AIM OF THE TASK: Copy out, word for word, the rows from the one containing "Where can the awning" through the one containing "Where can the tram car", including both of these rows.

## begin STORED ROWS

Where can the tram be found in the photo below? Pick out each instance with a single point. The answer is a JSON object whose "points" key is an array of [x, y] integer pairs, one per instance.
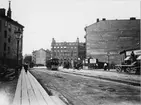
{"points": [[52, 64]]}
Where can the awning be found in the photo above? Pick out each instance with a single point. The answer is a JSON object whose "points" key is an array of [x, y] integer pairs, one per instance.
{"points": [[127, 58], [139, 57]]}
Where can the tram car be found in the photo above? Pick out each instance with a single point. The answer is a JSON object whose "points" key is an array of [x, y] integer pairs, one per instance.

## end STORED ROWS
## begin STORED ROWS

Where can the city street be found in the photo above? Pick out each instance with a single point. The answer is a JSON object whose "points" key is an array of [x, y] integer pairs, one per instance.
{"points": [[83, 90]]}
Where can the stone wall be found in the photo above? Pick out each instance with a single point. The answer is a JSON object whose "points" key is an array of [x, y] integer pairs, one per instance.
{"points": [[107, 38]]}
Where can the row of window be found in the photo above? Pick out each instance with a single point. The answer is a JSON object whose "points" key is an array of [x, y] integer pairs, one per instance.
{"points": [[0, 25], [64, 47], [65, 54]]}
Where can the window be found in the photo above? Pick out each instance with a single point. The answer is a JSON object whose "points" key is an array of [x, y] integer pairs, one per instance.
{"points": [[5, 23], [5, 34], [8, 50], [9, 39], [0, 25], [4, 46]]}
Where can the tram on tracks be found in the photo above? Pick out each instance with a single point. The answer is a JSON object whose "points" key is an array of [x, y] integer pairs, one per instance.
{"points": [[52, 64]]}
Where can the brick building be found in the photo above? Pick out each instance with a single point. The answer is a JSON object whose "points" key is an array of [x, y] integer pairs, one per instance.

## end STORED ROWS
## begin STORED ROWS

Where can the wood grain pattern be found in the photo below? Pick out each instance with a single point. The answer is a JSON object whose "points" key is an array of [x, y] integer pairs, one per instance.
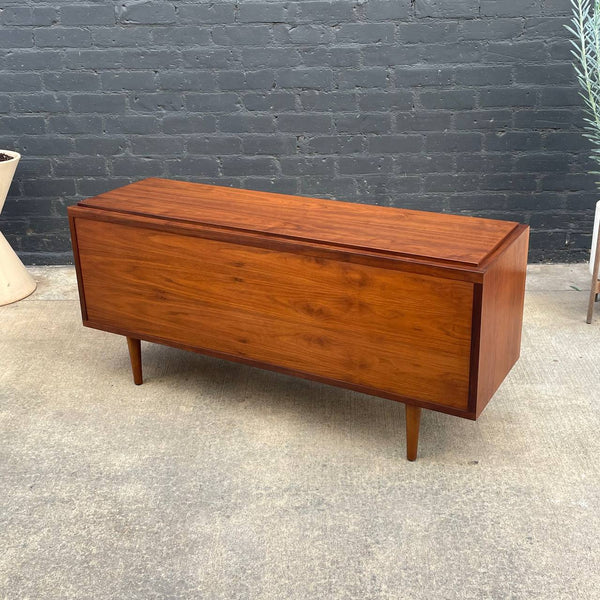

## end STORED ROWS

SOLUTION TO THIS TASK:
Where can the awning be found in the photo above? Pick out each instance with a single point. The answer is a JSON object whose "points" key is an array of [x, y] integer pairs, one per instance.
{"points": [[127, 58], [139, 57]]}
Where can the tram car be found in the photo above? Pick out each instance with a single point. The answer is a JSON object whose "points" key is an array of [x, y] integer pairs, one per instance.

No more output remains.